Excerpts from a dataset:
# # # # # # #
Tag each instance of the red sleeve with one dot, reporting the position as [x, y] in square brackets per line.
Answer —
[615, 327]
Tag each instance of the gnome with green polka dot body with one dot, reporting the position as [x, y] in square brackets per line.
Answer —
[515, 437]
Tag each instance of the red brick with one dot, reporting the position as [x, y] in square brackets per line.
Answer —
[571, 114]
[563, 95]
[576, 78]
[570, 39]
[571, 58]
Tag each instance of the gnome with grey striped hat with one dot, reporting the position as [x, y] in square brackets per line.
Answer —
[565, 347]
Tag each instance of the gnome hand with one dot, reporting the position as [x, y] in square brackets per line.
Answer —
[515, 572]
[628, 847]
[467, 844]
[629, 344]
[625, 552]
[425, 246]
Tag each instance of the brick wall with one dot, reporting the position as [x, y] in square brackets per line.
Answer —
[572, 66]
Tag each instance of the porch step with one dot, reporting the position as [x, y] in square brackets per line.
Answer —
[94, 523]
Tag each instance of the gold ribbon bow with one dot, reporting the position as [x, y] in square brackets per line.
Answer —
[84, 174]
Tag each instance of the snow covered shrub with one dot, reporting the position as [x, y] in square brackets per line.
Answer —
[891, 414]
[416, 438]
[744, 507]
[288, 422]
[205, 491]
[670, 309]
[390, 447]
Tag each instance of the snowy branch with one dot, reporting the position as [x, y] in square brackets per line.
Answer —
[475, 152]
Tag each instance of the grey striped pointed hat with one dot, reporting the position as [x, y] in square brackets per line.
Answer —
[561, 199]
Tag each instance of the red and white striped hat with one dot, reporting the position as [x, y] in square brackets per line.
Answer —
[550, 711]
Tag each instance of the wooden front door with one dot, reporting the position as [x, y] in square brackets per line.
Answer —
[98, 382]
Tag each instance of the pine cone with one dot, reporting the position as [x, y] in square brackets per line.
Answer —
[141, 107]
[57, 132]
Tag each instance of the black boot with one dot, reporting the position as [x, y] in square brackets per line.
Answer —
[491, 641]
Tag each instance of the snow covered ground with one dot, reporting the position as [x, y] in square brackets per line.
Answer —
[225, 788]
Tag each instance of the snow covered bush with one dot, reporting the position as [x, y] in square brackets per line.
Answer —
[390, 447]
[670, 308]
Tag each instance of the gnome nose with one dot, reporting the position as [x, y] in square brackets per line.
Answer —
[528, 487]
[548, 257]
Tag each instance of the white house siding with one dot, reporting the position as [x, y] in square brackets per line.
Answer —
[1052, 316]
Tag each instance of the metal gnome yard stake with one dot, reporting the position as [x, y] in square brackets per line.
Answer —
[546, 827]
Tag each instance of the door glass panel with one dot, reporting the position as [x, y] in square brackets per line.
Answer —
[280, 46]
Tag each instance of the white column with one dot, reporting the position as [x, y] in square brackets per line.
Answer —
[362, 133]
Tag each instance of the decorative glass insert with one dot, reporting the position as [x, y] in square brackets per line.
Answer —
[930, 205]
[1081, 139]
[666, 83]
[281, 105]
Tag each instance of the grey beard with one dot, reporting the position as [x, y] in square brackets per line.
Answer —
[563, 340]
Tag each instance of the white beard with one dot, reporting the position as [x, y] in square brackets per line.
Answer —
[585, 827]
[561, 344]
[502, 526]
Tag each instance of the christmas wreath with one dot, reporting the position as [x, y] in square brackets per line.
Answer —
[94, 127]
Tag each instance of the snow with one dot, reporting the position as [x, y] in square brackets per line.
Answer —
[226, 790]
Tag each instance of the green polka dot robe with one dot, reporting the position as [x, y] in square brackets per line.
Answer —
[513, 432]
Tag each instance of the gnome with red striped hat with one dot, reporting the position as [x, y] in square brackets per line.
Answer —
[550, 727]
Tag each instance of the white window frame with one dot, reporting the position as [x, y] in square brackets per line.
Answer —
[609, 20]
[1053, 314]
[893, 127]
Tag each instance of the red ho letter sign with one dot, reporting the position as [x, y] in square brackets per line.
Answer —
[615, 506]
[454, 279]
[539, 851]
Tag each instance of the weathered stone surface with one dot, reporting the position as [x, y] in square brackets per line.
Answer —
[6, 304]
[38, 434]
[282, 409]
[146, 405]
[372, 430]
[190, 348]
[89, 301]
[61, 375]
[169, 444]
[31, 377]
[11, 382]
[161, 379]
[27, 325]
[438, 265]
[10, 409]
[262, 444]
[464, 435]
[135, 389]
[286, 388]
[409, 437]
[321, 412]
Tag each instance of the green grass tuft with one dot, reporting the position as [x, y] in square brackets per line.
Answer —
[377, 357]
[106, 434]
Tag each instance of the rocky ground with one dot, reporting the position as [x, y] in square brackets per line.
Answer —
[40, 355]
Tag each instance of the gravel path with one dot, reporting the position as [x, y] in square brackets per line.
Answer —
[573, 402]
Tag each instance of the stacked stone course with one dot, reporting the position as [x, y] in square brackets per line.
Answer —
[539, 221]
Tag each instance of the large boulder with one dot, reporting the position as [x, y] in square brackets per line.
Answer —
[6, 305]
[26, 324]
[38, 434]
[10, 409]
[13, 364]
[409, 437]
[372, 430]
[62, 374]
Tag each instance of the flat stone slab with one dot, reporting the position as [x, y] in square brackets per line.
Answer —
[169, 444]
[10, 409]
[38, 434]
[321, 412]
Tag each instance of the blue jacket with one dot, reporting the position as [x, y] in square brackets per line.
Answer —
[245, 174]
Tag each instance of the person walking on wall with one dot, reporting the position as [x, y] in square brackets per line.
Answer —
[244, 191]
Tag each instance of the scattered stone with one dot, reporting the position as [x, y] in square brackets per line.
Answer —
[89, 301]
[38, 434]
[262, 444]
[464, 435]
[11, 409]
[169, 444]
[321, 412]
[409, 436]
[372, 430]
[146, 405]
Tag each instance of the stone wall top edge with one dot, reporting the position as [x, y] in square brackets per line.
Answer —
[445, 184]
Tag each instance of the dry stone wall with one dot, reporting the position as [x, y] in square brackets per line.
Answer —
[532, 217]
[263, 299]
# # # # # # #
Your instructions: Write every entry out again, exactly as it stands.

Expected answer:
Tag each instance of the red sleeve with one dot, reporting the position as [x, y] in square brackets per line.
Answer —
[615, 327]
Tag each instance of the gnome with green polka dot body with one dot, reporting the position as [x, y] in square brackets per line.
Answer —
[515, 437]
Tag each instance of the red brick with one dot, reporting the position as [x, y] in square brackets per line.
Answer —
[571, 114]
[563, 95]
[576, 78]
[570, 39]
[571, 58]
Tag each instance of the gnome with grey striped hat with one dot, reporting the position as [x, y] in square brackets per line.
Answer —
[565, 347]
Tag each instance of the gnome hand with one dot, reporting the position as [x, y] in square brackets per line.
Answer —
[515, 572]
[628, 847]
[467, 844]
[629, 344]
[625, 552]
[425, 246]
Tag each instance of the brick wall with one dot, reporting the position as [x, y] in square brackets per line.
Answer —
[572, 66]
Tag each instance of the porch step with one dot, reporting the position as [x, y] in square brackets per line.
Answer —
[94, 523]
Tag each instance of the gold ribbon bow with one dot, reporting the position as [x, y] in square brackets per line.
Answer —
[84, 174]
Tag each instance of the snow covered shrub with one dot, reporting the position as [x, y] in square brackets per line.
Answer —
[891, 414]
[416, 438]
[744, 507]
[288, 422]
[205, 491]
[670, 309]
[390, 447]
Tag each instance of the snowy branch with one dot, reporting the position as [x, y] in square brackets per line.
Answer —
[475, 152]
Tag each instance of the grey striped pointed hat with one dot, reporting the position as [x, y] in square brackets per line.
Answer —
[561, 199]
Tag each instance of the red and white striped hat with one dot, reporting the position as [x, y] in square brackets per line.
Answer —
[550, 711]
Tag each instance of the wooden front door with one dot, reporting the position as [x, y] in square brackets per line.
Answer —
[98, 382]
Tag each instance of the pine cone with one dot, reporting the position as [x, y] in square brackets per line.
Answer —
[141, 107]
[57, 132]
Tag each instance of the black boot with one dot, reporting the position as [x, y] in square brackets per line.
Answer —
[491, 641]
Tag each instance of the snow covered ground with one dot, reporting the position as [x, y] in square brackets per line.
Answer —
[225, 788]
Tag each instance of the snow covered bush with one dot, reporting the position as [x, y] in square brackets per line.
Answer —
[390, 447]
[670, 308]
Tag each instance of the gnome nose with one dot, reporting the position as [x, y] in square brackets per line.
Answer —
[528, 487]
[548, 257]
Tag each instance of the white house siding with one dot, reporting the position as [x, y] in square brackets per line.
Answer —
[1052, 316]
Tag each instance of the metal gnome yard stake with one dot, reporting the position as [x, y] in square brackets per line.
Answer —
[546, 827]
Tag each instance of the door glass panel with one dot, reporting the position as [x, y] in square brackets per line.
Answer —
[280, 46]
Tag each instance of the white column with one dot, reporting the position as [x, y] in square brackets per line.
Answer —
[362, 133]
Tag each instance of the decorative glass insert with one dot, reporting the position as [x, y] in square brackets per line.
Answer —
[930, 205]
[1081, 139]
[666, 83]
[281, 105]
Tag each instance of the grey beard with one dot, reporting the position as [x, y] in square brackets per line.
Answer —
[563, 340]
Tag each instance of the white beard with one dot, reporting the position as [x, y] in square brackets per line.
Answer —
[585, 827]
[561, 344]
[502, 526]
Tag each instance of the christmas wreath with one dot, reporting the position as [x, y] in square brackets per line.
Answer —
[94, 127]
Tag each instance of the snow with one dot, reporting the position as [x, y] in square brackets per line.
Answer —
[226, 790]
Tag each instance of the green polka dot robe with one dot, reporting the position as [x, y] in square brackets per line.
Answer —
[513, 432]
Tag each instance of the gnome with red striped hat with one dot, reporting the position as [x, y] in square brackets per line.
Answer —
[550, 727]
Tag each instance of the white window frame with one dot, reporting the position as [x, y] in square brackets per line.
Answer —
[609, 20]
[1053, 314]
[893, 127]
Tag each instance of the red ho letter sign with one dot, reporting the position as [x, y] in square brackets per line.
Answer —
[615, 506]
[454, 279]
[539, 851]
Tag each instance of the weathered stone surface with one dot, reporting the position as [x, y] in square brackets per line.
Answer —
[6, 304]
[38, 434]
[282, 409]
[146, 405]
[372, 430]
[190, 348]
[89, 301]
[61, 375]
[169, 444]
[31, 377]
[11, 382]
[161, 379]
[27, 325]
[438, 265]
[10, 409]
[262, 444]
[464, 435]
[135, 389]
[286, 388]
[409, 437]
[321, 412]
Tag each instance of the green grass tuft with one dot, reporting the position as [x, y] in square brackets per line.
Answer —
[377, 357]
[106, 434]
Tag each instance of the rocky ground with one dot, reporting the position as [x, y] in square brackets per line.
Answer —
[40, 355]
Tag each instance of the gravel path with one dot, reporting the position as [x, y] in square brackets per line.
Answer —
[573, 402]
Tag each instance of the stacked stone course with one dot, reporting the position as [x, y] in square brackets per line.
Answer —
[539, 221]
Tag each instance of the large boulder with one dot, reporting the position as [x, y] in square brackets per line.
Answer —
[6, 305]
[26, 324]
[38, 434]
[10, 409]
[13, 364]
[409, 437]
[372, 430]
[62, 374]
Tag each instance of the flat stone slab with one dot, reporting the position as [x, y] in square brackets per line.
Answer —
[169, 444]
[10, 409]
[38, 434]
[321, 412]
Tag each instance of the blue jacket with one dot, reporting the position as [x, y] in square brackets per line.
Answer —
[245, 174]
Tag each instance of the person walking on wall with one dot, reporting the position as [x, y] in square brackets per line.
Answer —
[244, 191]
Tag each instance of the scattered stone with one dot, reporting the position as [x, y] in square brackets per line.
Answer —
[89, 301]
[38, 434]
[262, 444]
[464, 435]
[11, 409]
[169, 444]
[321, 412]
[409, 436]
[372, 430]
[146, 405]
Tag each instance of the stone wall top edge with one dot, reporting the position as [x, y] in square brackets per line.
Answer —
[445, 184]
Tag each instance of the dry stone wall with one dot, reporting the position as [x, y] in square brackets per line.
Answer —
[532, 217]
[263, 299]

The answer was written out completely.